▶ _Problem requirements_
Reproduce the records exactly through the line with "Segment every instance of the wall".

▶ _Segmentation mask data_
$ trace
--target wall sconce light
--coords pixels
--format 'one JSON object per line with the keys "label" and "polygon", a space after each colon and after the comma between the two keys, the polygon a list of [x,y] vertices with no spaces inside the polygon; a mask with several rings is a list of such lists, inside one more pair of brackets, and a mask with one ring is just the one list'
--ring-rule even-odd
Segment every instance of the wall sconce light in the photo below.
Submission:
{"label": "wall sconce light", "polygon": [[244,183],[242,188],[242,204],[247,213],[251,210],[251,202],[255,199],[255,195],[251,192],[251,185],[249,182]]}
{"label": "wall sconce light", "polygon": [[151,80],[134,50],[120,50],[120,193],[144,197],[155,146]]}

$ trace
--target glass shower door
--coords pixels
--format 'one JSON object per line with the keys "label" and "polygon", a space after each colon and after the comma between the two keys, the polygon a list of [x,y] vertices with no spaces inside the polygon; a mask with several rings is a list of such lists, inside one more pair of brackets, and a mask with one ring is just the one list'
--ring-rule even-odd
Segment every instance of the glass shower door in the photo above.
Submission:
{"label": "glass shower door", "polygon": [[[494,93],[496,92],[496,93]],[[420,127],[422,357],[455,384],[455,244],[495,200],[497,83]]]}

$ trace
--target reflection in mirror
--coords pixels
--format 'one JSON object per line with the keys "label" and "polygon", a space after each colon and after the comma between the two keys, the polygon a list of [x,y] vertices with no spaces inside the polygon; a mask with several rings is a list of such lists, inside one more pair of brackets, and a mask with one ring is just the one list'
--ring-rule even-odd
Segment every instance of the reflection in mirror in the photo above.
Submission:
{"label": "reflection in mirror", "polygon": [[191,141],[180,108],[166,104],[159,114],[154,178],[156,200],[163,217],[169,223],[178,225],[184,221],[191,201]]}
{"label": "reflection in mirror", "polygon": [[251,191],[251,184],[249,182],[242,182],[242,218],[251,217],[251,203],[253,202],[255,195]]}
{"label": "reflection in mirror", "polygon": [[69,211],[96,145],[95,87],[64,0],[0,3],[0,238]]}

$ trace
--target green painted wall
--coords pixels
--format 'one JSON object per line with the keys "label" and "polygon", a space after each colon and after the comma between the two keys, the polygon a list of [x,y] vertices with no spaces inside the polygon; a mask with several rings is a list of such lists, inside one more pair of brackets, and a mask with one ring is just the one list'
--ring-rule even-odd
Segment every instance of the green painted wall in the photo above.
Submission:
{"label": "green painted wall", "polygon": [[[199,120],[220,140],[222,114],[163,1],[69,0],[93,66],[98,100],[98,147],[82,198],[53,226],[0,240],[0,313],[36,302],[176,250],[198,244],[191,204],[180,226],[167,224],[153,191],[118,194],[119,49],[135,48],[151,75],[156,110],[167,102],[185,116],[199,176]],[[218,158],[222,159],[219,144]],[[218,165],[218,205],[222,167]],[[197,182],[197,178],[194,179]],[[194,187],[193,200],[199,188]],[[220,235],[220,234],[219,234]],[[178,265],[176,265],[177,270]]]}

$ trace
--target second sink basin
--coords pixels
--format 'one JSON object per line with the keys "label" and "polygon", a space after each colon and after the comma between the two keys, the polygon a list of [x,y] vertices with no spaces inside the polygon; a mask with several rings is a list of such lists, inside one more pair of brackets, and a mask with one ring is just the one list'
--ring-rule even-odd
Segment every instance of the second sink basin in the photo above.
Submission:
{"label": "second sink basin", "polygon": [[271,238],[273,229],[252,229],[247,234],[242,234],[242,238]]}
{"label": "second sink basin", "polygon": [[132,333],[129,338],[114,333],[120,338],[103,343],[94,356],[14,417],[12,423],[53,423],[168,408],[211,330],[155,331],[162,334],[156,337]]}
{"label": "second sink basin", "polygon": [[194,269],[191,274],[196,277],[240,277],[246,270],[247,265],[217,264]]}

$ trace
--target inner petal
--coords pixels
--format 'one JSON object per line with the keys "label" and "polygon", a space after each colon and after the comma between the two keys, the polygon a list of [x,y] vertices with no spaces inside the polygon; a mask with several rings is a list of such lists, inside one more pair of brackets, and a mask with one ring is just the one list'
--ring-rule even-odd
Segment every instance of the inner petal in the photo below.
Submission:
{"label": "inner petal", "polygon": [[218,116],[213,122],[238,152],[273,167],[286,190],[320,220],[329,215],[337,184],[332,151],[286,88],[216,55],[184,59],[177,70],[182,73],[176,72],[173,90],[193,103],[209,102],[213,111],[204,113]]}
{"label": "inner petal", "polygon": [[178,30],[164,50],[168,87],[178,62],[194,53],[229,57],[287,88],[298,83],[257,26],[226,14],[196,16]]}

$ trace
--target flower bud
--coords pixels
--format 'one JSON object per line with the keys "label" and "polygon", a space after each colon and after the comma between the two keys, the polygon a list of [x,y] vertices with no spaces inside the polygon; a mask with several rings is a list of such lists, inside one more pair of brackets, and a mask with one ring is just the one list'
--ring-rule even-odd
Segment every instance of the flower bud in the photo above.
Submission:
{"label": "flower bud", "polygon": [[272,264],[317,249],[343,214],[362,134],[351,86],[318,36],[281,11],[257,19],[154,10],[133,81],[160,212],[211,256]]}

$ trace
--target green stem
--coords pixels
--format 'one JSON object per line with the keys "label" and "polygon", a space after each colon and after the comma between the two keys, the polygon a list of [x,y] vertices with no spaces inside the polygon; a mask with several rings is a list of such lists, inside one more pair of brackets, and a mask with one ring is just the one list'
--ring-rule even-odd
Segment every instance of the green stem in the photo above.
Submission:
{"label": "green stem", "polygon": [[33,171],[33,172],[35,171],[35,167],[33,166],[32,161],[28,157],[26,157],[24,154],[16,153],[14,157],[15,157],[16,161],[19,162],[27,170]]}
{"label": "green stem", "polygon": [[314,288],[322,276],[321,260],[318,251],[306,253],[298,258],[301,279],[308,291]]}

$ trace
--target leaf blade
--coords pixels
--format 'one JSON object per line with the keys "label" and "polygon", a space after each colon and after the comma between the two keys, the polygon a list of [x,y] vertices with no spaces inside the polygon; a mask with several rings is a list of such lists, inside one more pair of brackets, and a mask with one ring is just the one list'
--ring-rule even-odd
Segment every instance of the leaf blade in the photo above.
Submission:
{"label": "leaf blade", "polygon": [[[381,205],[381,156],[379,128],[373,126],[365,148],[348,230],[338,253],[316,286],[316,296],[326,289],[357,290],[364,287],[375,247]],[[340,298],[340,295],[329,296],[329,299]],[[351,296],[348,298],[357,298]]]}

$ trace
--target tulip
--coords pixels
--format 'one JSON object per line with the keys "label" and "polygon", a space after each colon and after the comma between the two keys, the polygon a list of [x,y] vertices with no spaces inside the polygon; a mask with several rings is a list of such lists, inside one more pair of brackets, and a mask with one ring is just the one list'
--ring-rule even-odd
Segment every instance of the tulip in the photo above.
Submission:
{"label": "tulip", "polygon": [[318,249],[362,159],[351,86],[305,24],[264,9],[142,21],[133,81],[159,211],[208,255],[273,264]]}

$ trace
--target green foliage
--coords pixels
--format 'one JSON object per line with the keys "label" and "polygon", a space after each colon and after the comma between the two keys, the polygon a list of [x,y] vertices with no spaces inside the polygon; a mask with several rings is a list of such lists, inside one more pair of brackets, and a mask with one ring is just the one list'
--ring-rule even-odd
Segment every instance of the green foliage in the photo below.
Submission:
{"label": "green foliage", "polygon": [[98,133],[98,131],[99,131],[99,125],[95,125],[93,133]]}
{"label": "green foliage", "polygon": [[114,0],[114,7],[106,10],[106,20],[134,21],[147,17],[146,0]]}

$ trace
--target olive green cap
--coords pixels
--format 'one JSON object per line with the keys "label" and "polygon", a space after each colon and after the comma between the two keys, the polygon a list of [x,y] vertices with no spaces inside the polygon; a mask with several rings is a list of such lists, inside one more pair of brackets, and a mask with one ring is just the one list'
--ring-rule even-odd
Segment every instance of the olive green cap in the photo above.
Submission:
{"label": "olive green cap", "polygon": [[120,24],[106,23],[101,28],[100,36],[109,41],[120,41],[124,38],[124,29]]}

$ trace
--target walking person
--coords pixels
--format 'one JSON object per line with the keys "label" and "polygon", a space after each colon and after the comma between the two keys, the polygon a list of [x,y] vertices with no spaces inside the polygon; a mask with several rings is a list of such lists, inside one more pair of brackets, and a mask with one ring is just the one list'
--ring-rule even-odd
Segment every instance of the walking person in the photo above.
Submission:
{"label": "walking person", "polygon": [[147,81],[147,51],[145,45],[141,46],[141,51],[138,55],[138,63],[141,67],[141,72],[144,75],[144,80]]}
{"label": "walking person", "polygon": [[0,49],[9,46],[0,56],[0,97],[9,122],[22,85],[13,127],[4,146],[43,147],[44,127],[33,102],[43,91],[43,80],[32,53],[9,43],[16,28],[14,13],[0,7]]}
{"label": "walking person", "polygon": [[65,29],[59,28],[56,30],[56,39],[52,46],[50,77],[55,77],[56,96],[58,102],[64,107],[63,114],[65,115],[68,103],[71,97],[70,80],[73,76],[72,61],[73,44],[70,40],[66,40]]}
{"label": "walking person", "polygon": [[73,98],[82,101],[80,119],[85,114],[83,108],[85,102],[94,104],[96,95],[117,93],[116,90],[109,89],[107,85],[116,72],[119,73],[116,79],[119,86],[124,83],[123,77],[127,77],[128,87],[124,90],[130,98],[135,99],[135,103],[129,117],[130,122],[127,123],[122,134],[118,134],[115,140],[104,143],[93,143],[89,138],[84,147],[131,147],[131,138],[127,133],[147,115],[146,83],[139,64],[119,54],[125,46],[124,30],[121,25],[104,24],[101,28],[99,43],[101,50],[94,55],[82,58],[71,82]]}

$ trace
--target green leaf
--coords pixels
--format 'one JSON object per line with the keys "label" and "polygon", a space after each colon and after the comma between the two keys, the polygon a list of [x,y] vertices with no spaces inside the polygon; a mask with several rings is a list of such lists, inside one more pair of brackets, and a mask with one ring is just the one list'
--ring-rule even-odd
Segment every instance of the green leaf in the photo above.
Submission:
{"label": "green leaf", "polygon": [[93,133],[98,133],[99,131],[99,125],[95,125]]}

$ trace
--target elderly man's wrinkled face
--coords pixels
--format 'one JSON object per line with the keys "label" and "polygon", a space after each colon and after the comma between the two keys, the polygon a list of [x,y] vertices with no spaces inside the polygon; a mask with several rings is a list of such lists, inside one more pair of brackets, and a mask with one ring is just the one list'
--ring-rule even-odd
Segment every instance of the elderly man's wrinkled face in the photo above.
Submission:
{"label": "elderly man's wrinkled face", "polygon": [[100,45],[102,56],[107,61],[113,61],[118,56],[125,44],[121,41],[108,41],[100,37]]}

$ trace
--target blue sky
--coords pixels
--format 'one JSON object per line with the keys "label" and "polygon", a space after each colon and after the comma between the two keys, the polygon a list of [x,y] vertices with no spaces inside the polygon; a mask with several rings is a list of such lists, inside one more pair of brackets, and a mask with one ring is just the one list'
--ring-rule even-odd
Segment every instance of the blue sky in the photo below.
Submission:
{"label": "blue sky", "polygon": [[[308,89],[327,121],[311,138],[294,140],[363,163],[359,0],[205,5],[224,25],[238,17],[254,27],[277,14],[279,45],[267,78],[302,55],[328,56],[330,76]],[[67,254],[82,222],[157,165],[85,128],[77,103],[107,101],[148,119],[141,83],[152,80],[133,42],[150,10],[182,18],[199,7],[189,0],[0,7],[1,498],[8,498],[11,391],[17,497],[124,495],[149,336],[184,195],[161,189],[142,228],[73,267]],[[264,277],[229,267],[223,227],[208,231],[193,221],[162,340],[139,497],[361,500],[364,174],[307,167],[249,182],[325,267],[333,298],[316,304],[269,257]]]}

▶ _Problem solution_
$ trace
--target wall sconce light
--coords pixels
--format 'one JSON object per line with the keys "label" and "polygon", a space after each colon and after the comma between the two keys, the polygon a list of [x,y] vertices with no spaces inside the polygon; a mask with several rings is a list of such lists, inside one more pair of brackets, and a mask with one ring is just the one list'
--ring-rule even-odd
Segment every instance of the wall sconce light in the photo below.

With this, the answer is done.